> **本文**
----------
発足10年「クイールの会」(2012年秋号特集)

クイールの会募金活動1b.jpg街頭募金活動や当協会のイベントなど、いつもいろいろな場面で当協会をささえてくださっているボランティアグループ「クイールの会」が、今年、発足して10周年を迎えました。
本年16日には、日頃の積極的な活動が評価され、京都市社会福祉協議会会長賞を受賞されました。当協会をいつもささえてくださっているクイールの会・仁井勇会長にお話を伺いました。


Qクイールの会発足の経緯は?
関西盲導犬協会のお手伝いをするようになってから、私たち夫婦でずっと考えていたことがありました。それは、リタイアした犬の安定した生活や病気になった時の医療費は自己負担など、お世話される方にとって、体力的にも経費的にも大きな負担になるということ。リタイア犬に対して何らかの補助ができないかと話していました。
そんな折、立命館大学の社会人向けボランティアコーディネーターについて講義を受ける中で、関西盲導犬協会が困っていることは何かを考えました。そして、資金・人手・PRが不足していることがわかりました。これに以前から思っていましたリタイア犬への補助を加え、この4つの問題点を支援すべきと考えました。
そこで、当時のボランティア仲間とユーザーと相談し「クイールの会」を発足しました。

Q具体的な活動内容は?
現在は、街頭募金活動とPRチラシの配布、チャリティーコンサートの開催、チャリティグッズの販売、協会業務のサポートとして犬のシャンプー、犬舎の清掃、イベント時の補佐などのような活動を続けています。集めた募金はリタイア犬の医療費・葬儀費や盲導犬育成費への補助としています。
----------
> **取り組む課題 1**
本文で、会長夫婦がリタイア犬に何らかの補助ができないかと話していたのはなぜか。本文に述べられている理由を一〜三文で説明しなさい。
> **取り組む課題 2**
本文によると、クイールの会が集めた募金は何への補助に使われているか。
> **取り組む課題 3**
本文の「本年16日には、日頃の積極的」で始まり「そこで、当時のボランティア仲間とユーザーと相談し「クイールの会」を発足しました。」で終わる部分を、一字も変えずにそのまま返しなさい。
----------
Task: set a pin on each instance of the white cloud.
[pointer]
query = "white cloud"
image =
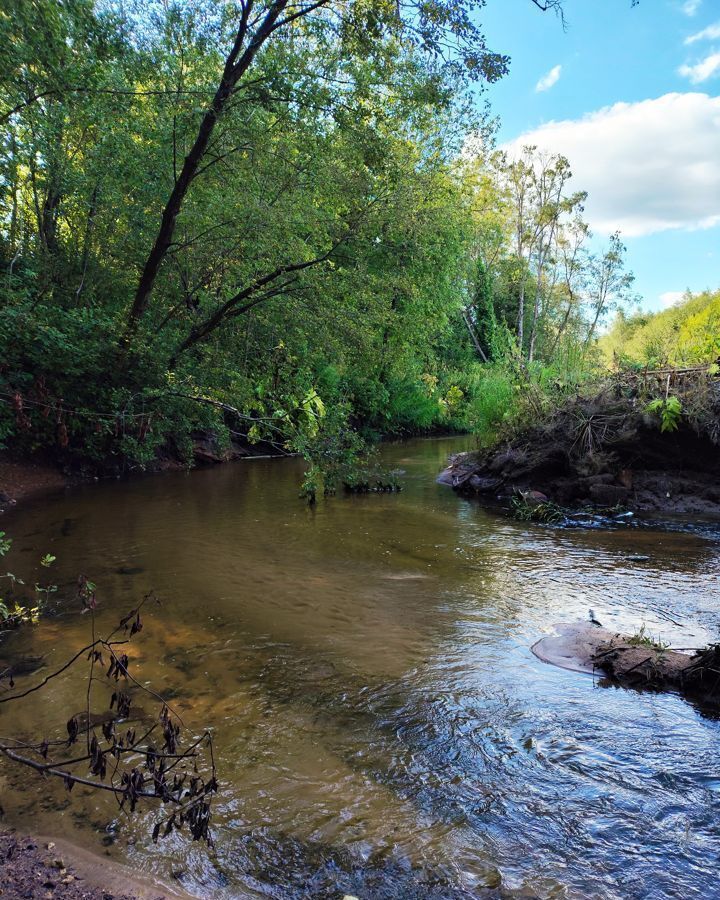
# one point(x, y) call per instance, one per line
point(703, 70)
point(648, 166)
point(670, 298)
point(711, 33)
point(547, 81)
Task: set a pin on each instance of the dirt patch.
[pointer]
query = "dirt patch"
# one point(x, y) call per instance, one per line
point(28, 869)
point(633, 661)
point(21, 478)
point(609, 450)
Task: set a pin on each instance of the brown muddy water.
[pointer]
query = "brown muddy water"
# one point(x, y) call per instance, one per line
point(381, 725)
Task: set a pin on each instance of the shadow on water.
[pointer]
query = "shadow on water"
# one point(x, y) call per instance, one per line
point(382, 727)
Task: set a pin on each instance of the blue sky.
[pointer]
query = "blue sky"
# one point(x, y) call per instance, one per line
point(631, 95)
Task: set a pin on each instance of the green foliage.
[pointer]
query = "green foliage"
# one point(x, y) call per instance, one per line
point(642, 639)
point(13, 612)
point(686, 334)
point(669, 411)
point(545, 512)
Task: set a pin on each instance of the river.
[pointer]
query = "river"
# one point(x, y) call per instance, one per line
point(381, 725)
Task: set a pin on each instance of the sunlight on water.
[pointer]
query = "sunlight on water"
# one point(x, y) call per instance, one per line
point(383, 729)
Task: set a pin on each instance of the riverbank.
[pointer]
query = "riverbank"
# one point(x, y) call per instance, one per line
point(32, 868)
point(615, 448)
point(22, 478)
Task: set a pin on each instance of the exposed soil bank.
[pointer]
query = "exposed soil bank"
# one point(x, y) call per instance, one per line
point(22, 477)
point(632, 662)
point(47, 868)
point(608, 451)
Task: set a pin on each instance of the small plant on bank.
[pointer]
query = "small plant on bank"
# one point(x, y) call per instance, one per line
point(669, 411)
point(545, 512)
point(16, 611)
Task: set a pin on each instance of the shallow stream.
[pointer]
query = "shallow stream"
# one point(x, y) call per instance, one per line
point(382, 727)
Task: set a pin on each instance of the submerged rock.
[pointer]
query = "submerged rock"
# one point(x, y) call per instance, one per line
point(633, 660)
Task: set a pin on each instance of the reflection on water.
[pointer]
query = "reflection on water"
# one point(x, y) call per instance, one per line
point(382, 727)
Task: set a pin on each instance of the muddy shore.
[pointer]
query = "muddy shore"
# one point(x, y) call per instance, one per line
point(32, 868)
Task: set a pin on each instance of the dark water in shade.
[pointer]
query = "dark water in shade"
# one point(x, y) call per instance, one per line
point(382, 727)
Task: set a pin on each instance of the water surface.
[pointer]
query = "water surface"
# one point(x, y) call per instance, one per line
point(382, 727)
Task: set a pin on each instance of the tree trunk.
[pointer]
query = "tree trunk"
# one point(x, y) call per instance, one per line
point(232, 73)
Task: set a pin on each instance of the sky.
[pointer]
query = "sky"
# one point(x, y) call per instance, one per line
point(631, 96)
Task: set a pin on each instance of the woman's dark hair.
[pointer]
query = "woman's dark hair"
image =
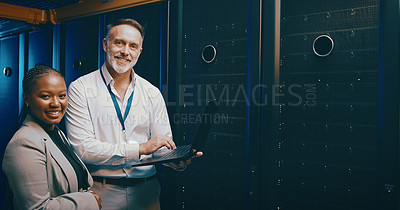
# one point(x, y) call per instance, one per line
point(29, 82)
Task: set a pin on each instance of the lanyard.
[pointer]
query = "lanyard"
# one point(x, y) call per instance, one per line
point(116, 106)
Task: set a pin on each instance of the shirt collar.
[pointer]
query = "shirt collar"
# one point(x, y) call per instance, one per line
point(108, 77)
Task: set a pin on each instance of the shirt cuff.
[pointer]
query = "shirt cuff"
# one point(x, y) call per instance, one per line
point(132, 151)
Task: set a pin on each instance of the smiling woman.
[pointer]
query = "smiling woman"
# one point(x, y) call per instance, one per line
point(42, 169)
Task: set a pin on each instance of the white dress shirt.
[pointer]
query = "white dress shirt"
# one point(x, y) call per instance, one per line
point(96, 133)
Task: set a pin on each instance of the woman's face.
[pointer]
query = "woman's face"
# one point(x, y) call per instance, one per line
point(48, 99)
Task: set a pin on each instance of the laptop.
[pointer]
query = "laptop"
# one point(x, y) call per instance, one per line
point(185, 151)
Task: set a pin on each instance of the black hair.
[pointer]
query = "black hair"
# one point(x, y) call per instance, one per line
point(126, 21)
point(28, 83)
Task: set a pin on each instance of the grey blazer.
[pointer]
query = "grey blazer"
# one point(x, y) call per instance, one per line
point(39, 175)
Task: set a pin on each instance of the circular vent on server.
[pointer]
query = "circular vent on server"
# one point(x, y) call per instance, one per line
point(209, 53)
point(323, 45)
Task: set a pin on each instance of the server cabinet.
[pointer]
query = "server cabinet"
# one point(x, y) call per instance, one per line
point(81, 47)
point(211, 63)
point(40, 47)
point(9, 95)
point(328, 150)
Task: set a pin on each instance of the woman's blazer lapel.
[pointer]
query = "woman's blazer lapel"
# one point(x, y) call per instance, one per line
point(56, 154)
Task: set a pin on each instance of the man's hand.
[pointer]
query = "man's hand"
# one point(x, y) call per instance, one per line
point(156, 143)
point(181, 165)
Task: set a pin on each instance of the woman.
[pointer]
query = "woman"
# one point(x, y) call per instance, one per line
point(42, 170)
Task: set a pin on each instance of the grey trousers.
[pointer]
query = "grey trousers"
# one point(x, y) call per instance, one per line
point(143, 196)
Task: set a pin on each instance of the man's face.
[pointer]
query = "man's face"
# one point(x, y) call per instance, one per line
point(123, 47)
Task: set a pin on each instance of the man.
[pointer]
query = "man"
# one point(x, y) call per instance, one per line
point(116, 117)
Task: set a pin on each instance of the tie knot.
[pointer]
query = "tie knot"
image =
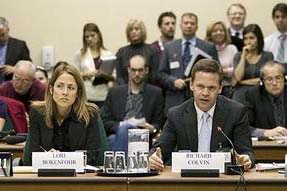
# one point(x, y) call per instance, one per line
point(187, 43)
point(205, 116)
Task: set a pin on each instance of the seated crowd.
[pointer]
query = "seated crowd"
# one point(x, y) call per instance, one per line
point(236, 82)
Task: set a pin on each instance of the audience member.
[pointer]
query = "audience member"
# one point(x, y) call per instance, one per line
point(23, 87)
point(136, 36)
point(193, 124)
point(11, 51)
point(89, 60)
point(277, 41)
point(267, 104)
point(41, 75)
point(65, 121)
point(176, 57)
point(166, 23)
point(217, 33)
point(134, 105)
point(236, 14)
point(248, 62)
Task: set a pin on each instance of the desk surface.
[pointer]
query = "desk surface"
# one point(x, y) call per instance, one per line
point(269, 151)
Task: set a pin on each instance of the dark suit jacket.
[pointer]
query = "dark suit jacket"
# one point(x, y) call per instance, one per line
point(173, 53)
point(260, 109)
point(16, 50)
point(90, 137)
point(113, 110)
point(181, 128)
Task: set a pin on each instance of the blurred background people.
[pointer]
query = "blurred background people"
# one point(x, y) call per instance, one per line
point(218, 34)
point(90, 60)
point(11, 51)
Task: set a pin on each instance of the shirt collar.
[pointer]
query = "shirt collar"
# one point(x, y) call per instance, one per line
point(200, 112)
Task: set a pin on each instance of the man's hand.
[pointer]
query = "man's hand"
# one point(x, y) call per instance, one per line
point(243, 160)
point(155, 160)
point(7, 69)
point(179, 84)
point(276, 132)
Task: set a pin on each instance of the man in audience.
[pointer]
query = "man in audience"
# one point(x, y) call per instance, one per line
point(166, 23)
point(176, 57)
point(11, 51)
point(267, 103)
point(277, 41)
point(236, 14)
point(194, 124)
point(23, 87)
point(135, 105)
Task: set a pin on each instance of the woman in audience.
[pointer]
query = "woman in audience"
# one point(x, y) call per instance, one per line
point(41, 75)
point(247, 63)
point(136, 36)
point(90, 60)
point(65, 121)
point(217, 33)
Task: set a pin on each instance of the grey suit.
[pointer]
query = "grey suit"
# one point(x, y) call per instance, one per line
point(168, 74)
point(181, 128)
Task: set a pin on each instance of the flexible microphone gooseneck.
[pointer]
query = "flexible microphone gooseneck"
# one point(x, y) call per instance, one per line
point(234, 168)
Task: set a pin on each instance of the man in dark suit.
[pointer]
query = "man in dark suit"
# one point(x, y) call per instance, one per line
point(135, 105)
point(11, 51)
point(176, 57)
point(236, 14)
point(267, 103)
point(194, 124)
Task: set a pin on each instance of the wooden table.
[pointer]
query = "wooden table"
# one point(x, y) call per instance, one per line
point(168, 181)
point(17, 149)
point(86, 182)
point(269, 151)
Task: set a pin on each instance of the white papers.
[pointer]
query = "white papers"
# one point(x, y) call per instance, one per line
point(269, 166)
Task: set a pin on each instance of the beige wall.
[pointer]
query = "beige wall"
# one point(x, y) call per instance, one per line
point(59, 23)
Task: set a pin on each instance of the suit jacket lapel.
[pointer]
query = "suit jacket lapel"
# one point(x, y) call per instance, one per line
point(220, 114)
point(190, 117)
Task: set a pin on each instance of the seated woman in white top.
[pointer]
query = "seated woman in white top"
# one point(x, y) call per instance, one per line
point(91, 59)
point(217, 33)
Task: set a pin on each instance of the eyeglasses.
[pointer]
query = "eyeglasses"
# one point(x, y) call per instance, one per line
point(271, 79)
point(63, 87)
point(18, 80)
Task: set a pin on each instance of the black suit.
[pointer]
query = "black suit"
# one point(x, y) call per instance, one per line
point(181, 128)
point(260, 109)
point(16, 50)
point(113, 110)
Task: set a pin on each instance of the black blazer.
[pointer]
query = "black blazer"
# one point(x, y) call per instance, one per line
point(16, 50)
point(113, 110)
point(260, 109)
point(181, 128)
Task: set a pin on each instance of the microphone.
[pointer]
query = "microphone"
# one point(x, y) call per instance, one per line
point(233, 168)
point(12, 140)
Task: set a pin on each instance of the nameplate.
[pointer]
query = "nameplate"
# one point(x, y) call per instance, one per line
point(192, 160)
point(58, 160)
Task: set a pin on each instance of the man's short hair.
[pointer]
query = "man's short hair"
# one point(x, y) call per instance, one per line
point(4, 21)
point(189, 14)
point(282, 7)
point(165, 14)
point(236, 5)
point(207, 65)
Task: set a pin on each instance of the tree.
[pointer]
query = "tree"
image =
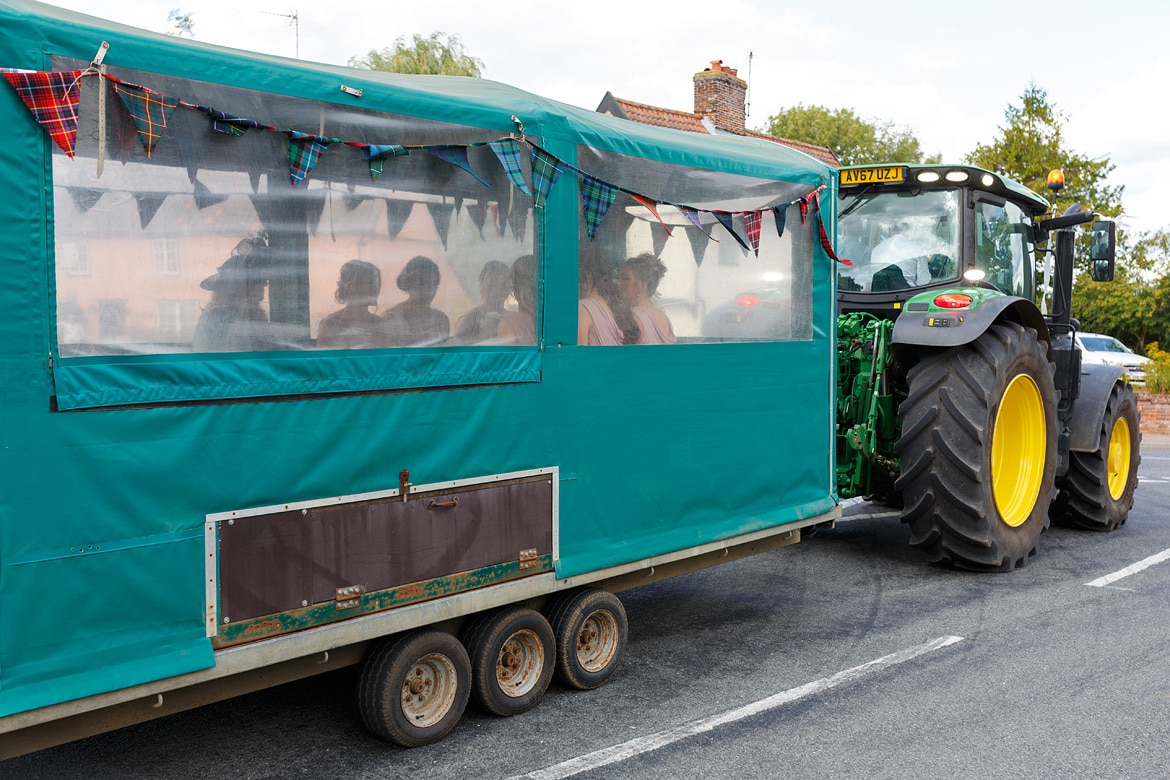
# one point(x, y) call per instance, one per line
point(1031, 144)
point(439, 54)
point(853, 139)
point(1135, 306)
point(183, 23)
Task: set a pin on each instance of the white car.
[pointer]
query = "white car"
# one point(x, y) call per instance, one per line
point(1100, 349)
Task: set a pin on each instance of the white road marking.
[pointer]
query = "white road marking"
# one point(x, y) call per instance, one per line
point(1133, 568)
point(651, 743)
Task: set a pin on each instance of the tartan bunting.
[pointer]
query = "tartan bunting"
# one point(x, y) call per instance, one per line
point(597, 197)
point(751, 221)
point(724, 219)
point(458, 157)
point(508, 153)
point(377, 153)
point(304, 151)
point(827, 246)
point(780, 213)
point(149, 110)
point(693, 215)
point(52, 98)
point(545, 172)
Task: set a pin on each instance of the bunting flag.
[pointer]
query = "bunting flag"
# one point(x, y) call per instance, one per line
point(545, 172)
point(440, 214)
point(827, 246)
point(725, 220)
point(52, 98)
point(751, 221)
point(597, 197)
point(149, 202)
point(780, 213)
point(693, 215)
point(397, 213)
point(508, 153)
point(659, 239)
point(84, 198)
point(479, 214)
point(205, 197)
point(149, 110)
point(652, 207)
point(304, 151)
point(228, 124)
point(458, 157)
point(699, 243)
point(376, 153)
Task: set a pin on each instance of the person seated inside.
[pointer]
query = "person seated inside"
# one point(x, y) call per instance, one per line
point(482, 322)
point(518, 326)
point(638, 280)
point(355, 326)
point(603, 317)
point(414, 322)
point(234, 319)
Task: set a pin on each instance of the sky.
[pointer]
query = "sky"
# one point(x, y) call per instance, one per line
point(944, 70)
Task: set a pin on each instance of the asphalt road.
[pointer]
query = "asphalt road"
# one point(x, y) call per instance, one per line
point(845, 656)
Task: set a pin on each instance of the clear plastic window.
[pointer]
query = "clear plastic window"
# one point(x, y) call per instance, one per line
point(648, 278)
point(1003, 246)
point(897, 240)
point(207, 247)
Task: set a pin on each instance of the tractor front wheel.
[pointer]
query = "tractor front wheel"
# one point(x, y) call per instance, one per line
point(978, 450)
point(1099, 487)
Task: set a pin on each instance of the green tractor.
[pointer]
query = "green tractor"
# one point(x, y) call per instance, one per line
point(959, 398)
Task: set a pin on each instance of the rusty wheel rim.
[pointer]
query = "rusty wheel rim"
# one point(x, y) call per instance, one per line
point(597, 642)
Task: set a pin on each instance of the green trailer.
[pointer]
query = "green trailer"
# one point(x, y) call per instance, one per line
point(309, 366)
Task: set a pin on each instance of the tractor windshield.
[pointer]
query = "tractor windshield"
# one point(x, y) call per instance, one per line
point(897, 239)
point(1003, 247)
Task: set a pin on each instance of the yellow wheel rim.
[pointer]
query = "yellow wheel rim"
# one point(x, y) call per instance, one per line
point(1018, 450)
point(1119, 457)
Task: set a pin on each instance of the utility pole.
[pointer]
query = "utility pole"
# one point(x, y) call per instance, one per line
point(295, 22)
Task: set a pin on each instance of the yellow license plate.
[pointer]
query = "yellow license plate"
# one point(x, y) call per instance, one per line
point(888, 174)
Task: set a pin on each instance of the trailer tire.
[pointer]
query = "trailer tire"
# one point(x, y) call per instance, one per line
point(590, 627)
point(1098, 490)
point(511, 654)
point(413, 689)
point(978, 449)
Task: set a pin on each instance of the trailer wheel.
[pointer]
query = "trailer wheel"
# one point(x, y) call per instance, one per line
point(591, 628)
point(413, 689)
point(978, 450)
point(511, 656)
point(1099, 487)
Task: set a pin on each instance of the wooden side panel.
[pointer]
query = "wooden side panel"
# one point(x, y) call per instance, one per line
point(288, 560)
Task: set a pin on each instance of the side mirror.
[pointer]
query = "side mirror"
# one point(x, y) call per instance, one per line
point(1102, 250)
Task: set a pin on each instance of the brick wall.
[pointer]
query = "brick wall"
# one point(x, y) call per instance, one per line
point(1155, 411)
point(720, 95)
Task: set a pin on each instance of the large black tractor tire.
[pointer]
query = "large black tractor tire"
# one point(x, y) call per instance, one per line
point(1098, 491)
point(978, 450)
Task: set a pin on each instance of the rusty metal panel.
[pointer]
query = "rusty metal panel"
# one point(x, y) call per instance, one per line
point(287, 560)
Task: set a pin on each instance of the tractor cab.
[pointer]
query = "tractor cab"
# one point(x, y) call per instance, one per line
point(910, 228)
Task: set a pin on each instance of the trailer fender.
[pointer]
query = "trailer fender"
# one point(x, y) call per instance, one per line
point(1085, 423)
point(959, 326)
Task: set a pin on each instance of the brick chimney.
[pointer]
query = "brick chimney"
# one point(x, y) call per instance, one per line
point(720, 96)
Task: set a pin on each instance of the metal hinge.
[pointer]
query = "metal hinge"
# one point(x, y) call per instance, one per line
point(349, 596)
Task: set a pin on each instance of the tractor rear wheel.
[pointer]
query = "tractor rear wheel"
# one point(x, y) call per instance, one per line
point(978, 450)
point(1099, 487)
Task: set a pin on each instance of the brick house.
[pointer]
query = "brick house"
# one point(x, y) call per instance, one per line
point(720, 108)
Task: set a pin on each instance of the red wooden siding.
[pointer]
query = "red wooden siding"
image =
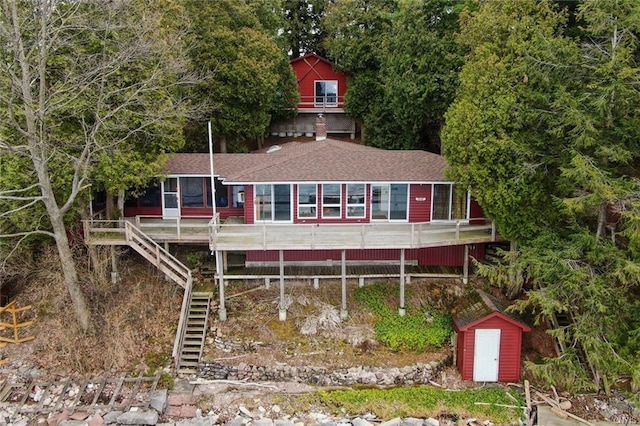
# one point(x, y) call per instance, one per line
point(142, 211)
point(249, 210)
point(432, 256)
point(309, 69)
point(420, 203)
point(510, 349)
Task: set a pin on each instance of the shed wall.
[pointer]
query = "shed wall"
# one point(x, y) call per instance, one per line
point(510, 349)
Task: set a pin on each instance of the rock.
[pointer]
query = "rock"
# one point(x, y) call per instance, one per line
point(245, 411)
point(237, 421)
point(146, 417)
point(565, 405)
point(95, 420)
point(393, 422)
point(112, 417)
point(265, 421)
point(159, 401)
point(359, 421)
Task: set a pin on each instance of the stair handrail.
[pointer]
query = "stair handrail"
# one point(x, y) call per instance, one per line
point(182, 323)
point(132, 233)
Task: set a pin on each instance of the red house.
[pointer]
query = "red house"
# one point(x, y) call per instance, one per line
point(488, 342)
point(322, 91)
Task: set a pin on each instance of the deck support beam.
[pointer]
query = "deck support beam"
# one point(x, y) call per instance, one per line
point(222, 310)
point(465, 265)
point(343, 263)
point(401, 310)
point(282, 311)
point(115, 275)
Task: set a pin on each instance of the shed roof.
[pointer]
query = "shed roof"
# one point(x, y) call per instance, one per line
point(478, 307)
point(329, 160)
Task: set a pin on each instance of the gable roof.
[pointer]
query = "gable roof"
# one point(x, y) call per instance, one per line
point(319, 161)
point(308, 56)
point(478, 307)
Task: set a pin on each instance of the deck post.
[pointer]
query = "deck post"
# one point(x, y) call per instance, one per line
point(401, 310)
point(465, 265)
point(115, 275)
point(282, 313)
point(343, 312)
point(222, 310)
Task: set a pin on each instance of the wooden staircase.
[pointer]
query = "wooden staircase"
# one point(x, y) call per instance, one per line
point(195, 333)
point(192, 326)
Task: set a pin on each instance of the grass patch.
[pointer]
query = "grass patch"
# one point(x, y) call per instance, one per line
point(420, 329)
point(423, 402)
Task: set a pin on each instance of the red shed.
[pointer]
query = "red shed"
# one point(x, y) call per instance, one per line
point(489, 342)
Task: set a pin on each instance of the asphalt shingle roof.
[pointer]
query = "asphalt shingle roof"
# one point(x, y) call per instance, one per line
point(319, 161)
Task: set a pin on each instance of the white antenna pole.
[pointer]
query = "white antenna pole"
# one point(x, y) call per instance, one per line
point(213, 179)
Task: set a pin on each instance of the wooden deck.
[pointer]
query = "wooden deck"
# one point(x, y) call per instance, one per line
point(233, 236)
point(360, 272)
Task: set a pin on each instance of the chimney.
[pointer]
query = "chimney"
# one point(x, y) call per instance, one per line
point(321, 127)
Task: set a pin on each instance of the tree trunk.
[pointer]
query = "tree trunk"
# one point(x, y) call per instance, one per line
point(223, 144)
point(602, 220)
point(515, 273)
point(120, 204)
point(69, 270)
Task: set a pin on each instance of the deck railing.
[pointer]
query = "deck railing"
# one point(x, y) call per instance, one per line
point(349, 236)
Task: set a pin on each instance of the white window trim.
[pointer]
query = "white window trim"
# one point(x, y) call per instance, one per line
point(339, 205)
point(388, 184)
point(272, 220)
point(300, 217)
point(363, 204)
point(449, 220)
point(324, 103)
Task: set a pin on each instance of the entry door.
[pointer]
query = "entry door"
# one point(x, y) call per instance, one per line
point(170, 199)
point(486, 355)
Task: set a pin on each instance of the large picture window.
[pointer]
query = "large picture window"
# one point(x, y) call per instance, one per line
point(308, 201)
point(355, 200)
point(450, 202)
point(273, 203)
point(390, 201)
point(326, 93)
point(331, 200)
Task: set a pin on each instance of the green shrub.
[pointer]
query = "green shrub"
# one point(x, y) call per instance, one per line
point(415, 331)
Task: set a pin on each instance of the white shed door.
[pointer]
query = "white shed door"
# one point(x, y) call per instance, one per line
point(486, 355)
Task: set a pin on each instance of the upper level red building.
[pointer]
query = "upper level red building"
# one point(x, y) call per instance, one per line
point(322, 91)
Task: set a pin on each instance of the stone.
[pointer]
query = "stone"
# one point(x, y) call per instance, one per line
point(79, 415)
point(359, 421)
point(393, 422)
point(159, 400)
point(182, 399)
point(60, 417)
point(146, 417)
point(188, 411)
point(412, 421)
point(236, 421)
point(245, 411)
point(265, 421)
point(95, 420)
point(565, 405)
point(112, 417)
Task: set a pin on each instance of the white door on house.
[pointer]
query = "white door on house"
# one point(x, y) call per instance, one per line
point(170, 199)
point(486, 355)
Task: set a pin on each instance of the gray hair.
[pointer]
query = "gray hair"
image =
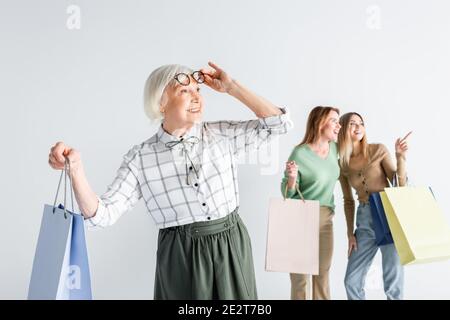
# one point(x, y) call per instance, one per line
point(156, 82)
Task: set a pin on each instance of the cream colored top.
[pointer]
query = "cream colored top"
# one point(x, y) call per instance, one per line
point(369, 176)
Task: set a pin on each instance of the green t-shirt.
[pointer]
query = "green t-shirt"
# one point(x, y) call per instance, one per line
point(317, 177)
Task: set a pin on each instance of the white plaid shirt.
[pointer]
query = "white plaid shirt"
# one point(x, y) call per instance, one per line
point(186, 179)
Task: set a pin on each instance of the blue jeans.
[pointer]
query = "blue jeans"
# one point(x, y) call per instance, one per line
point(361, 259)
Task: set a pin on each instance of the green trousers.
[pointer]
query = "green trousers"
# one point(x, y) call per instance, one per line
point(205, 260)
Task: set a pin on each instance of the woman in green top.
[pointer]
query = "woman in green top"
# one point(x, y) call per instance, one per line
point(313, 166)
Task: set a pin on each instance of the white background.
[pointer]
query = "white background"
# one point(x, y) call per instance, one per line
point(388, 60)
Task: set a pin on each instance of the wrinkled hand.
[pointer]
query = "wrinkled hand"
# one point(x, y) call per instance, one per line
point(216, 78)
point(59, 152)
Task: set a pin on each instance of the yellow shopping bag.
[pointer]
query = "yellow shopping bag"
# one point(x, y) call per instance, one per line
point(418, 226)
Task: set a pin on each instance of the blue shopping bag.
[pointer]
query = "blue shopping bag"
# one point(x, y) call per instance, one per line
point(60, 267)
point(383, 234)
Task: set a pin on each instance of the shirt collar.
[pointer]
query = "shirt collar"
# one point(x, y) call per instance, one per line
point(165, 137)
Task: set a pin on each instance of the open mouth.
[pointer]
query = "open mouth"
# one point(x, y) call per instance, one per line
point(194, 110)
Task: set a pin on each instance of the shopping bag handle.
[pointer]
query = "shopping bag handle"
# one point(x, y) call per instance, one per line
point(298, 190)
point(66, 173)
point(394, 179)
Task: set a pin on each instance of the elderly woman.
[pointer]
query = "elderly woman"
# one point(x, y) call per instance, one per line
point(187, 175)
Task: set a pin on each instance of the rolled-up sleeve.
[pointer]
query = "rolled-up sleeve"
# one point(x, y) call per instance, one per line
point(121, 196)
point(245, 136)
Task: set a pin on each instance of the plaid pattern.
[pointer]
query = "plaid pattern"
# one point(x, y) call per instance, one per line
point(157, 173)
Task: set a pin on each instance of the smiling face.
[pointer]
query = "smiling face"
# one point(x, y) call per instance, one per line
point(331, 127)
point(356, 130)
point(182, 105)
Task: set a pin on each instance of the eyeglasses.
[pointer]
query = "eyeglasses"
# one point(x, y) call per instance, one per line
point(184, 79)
----------
> **課題の解答 1**
リタイアした犬の安定した生活や、病気になった時の医療費が自己負担であることなどが、お世話をする方にとって体力的にも経費的にも大きな負担になると考えていたからである。

> **課題の解答 2**
リタイア犬の医療費・葬儀費や盲導犬育成費への補助に使われている。

> **課題の解答 3**
本年16日には、日頃の積極的な活動が評価され、京都市社会福祉協議会会長賞を受賞されました。当協会をいつもささえてくださっているクイールの会・仁井勇会長にお話を伺いました。


Qクイールの会発足の経緯は?
関西盲導犬協会のお手伝いをするようになってから、私たち夫婦でずっと考えていたことがありました。それは、リタイアした犬の安定した生活や病気になった時の医療費は自己負担など、お世話される方にとって、体力的にも経費的にも大きな負担になるということ。リタイア犬に対して何らかの補助ができないかと話していました。
そんな折、立命館大学の社会人向けボランティアコーディネーターについて講義を受ける中で、関西盲導犬協会が困っていることは何かを考えました。そして、資金・人手・PRが不足していることがわかりました。これに以前から思っていましたリタイア犬への補助を加え、この4つの問題点を支援すべきと考えました。
そこで、当時のボランティア仲間とユーザーと相談し「クイールの会」を発足しました。